TEXT EXCERPT ▸
Venous thromboembolism (VTE) is the third most common vascular disease. Medical inpatients, long-term care residents, persons with minor injuries, and long-distance travelers are at increased risk.
These evidence-based guidelines from the American Society of Hematology (ASH) intend to support patients, clinicians, and others in decisions about preventing VTE in these groups.
ASH formed a multidisciplinary guideline panel balanced to minimize potential bias from conflicts of interest. The McMaster University GRADE Centre supported the guideline-development process, including updating or performing systematic evidence reviews. The panel prioritized clinical questions and outcomes according to their importance for clinicians and adult patients. The Grading of Recommendations Assessment, Development and Evaluation approach was used to assess evidence and make recommendations, which were subject to public comment.
The panel agreed on 19 recommendations for acutely ill and critically ill medical inpatients, people in long-term care facilities, outpatients with minor injuries, and long-distance travelers.
Strong recommendations included provision of pharmacological VTE prophylaxis in acutely or critically ill inpatients at acceptable bleeding risk, use of mechanical prophylaxis when bleeding risk is unacceptable, against the use of direct oral anticoagulants during hospitalization, and against extending pharmacological prophylaxis after hospital discharge. Conditional recommendations included not to use VTE prophylaxis routinely in long-term care patients or outpatients with minor VTE risk factors. The panel conditionally recommended use of graduated compression stockings or low-molecular-weight heparin in long-distance travelers only if they are at high risk for VTE.

ASSIGNED TASK A ▸
Does each of these statements agree with the VTE guideline summary? Answer yes or no for each, and quote the words of the summary that decide it.
(i) The panel agreed on 19 recommendations.
(ii) The panel strongly recommended extending pharmacological prophylaxis after hospital discharge.
(iii) The panel conditionally recommended compression stockings or low-molecular-weight heparin for all long-distance travelers.
ASSIGNED TASK B ▸
Answer these questions from the VTE guideline summary:
(i) How does VTE rank among vascular diseases?
(ii) Which center supported the guideline-development process?
(iii) What kind of prophylaxis should be used when bleeding risk is unacceptable?
The data that come next are from a separate source.

EXTRACTED INFORMATION ▸
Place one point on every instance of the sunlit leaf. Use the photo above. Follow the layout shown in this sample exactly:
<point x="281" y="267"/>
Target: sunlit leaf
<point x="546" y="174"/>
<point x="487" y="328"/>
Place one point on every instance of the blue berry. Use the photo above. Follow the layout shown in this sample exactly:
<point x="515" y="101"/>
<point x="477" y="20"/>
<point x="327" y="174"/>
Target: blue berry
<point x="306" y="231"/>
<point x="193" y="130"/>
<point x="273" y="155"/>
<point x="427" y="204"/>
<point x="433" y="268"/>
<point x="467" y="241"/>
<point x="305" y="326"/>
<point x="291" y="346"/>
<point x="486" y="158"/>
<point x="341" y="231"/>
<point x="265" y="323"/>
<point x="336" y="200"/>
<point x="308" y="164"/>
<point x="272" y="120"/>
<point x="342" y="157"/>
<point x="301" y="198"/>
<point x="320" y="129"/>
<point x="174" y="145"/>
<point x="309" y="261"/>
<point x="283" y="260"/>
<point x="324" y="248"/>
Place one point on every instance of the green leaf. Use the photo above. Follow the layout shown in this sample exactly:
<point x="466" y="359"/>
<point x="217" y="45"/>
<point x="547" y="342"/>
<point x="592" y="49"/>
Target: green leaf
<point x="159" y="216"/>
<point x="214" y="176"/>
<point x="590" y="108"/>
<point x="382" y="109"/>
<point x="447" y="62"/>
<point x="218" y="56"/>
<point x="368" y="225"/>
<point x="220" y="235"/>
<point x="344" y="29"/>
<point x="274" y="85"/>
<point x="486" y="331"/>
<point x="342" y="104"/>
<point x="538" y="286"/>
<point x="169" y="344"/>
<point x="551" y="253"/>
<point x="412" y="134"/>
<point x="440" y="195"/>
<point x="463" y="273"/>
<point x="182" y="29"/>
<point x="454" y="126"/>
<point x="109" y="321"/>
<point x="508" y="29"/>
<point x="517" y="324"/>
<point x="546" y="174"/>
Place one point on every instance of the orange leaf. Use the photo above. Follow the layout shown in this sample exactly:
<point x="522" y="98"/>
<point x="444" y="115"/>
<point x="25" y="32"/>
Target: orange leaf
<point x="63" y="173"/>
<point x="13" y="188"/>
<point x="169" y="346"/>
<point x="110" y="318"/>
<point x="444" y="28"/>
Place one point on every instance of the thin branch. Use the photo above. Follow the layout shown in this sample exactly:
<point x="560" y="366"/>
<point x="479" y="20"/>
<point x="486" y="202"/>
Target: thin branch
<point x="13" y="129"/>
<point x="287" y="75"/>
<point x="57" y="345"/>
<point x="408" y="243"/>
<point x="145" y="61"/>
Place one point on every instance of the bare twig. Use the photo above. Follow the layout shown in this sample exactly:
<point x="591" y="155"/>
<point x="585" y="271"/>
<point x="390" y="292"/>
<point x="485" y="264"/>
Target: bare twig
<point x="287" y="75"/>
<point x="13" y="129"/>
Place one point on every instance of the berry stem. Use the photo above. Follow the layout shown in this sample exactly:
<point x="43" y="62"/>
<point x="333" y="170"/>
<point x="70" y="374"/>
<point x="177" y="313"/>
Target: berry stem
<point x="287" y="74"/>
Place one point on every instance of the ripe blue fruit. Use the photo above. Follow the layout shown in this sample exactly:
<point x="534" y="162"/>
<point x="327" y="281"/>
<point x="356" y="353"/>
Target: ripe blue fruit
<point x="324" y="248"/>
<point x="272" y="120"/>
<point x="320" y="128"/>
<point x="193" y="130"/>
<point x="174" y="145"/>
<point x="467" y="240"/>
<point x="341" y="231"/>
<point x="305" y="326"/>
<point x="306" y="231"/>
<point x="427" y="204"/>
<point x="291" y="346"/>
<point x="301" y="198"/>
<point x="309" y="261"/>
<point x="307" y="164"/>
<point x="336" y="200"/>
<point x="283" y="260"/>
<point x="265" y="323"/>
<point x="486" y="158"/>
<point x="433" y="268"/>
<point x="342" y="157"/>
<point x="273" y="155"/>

EXERCISE RESPONSE A ▸
(i) Yes: "The panel agreed on 19 recommendations"
(ii) No: "against extending pharmacological prophylaxis after hospital discharge"
(iii) No: "only if they are at high risk for VTE"

EXERCISE RESPONSE B ▸
(i) It is the third most common vascular disease.
(ii) The McMaster University GRADE Centre
(iii) Mechanical prophylaxis